Exercise inputs section start
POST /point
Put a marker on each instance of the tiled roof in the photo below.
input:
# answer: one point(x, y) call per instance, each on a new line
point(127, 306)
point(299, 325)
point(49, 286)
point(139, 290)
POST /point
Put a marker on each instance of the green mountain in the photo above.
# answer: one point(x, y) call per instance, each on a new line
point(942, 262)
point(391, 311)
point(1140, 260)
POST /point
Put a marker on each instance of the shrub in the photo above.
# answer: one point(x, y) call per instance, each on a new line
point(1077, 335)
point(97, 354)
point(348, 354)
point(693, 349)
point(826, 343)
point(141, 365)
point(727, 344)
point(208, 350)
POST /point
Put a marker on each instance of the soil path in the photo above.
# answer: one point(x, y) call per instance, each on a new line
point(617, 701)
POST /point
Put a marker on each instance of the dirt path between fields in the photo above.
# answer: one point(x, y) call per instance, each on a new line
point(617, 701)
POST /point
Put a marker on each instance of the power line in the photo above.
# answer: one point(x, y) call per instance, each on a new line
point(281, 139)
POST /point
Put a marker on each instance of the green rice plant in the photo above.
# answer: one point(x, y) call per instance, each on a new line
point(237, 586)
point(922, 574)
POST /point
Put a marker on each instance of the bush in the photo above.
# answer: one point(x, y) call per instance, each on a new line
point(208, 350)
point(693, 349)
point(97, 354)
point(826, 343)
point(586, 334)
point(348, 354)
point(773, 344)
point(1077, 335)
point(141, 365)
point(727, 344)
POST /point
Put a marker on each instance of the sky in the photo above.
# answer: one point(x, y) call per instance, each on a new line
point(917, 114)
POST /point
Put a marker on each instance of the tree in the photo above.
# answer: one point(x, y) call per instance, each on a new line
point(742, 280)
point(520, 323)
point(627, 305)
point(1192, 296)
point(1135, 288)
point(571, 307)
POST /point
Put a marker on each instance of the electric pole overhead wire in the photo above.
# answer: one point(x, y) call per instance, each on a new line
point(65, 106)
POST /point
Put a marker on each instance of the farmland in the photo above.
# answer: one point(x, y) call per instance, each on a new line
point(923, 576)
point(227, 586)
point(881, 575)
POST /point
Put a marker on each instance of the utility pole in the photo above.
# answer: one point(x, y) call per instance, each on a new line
Exercise inputs section end
■ Work request ■
State how many lines of the records contain the string "green". The number is the whole answer.

■ Result of this task ■
2